But they are also saying that lemons daily as salad dressing etc etc are being researched as a natural Chemo alongside mistletoe.


----------



## Gazzer (May 1, 2005)

I only drink lemon tea - about three cups a day. Have done for years. I always make sure to have fresh lemon in my G&Ts as well. :wink: 
I also eat very heathily - no cakes, no biscuits, no nuts or crisps, no puddings, plenty of fresh fruit and veg, very little fat, rarely eat red meat, very little processed food, nothing in between meals. I have followed this regime for years. Am I sylph like? Errrrr........No


----------



## Spacerunner (Mar 18, 2006)

Another way to loose weight is to run around the Highlands hunting haggises. When you have caught one grill it, don't fry it. Or if you have to fry it use only Ali Baba oil.

Guaranteed to give amazing weight loss. 8)


----------



## 747 (Oct 2, 2009)

Spacerunner said:


> Another way to loose weight is to run around the Highlands hunting haggises. When you have caught one grill it, don't fry it. Or if you have to fry it use only Ali Baba oil.
> 
> Guaranteed to give amazing weight loss. 8)


I believe that the Scottish Haggis is now a protected species after being hunted almost to extinction by fat people. 8O

The Irish and Welsh Haggis has not been pursued so much and is in plentiful supply. 

Eat less and exercise more you lazy gits and do your bit to protect our wildlife.

747 - Eco Warrior. :lol:


----------

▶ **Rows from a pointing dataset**

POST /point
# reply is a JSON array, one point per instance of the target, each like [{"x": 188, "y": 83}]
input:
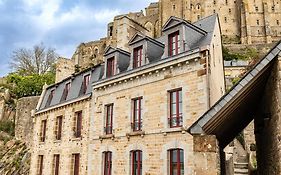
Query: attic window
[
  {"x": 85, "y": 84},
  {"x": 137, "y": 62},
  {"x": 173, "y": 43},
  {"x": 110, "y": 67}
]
---
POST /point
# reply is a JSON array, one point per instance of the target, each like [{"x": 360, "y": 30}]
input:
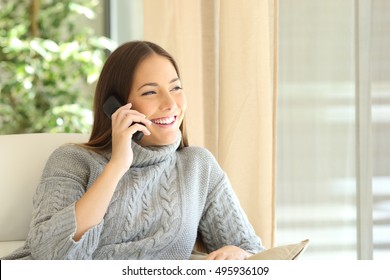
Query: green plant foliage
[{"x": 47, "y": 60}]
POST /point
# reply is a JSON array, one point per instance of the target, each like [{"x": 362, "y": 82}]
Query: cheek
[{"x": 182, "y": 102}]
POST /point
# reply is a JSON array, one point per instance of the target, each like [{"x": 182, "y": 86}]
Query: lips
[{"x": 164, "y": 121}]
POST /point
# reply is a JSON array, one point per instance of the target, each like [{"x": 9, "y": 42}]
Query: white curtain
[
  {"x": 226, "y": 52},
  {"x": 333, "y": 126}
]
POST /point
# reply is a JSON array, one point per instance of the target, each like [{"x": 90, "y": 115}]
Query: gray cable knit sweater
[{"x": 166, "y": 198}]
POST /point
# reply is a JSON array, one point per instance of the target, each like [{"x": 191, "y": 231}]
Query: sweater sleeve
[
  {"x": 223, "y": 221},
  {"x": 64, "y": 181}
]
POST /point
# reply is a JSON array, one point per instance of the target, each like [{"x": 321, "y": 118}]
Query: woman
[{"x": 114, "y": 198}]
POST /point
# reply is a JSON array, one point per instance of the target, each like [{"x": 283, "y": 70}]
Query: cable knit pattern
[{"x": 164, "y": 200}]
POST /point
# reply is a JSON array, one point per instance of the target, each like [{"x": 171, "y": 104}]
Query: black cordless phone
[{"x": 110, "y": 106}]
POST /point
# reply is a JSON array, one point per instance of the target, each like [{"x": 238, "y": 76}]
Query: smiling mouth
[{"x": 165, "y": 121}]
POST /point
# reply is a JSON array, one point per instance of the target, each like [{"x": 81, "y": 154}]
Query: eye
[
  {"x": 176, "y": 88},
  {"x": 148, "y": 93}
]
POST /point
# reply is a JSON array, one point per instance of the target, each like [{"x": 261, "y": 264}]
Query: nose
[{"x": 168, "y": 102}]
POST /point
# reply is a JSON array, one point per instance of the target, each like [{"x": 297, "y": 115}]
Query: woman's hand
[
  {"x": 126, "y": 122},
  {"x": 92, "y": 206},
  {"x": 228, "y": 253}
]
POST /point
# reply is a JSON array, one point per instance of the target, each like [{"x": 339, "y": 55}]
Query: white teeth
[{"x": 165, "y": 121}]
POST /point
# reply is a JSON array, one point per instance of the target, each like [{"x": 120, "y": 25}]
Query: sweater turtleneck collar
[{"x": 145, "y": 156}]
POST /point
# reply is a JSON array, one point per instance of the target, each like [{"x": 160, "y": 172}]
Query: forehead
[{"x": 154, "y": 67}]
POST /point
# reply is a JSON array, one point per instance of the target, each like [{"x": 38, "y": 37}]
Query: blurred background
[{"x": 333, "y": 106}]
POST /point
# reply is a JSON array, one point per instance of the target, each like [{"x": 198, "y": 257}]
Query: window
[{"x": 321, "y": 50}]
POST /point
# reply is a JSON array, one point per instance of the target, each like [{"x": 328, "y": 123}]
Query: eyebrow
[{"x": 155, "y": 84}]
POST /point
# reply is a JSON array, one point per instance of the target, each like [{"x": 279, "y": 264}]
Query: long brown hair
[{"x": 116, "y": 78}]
==
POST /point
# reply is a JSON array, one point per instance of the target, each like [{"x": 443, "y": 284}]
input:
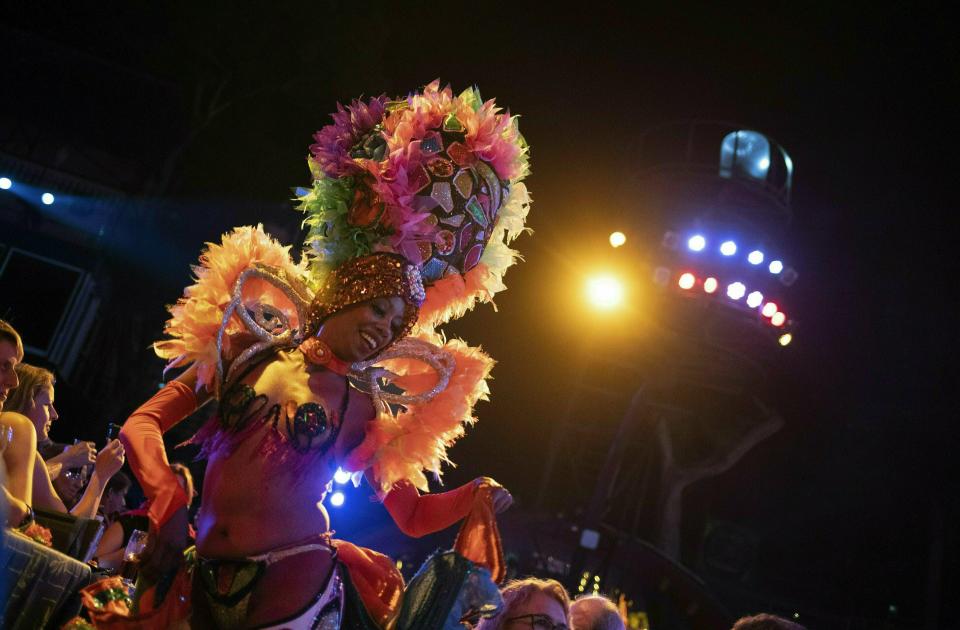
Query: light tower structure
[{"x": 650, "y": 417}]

▶ **Task requirements**
(a) Reproduce word for word the portion of the forum thread that begins at the words "I believe that" and stops after the words "in plentiful supply.".
(b) How many lines of the rows contain the string "sweater", with case taken into account? Give only the number.

▶ **Task answers**
(a)
I believe that the Scottish Haggis is now a protected species after being hunted almost to extinction by fat people. 8O

The Irish and Welsh Haggis has not been pursued so much and is in plentiful supply.

(b) 3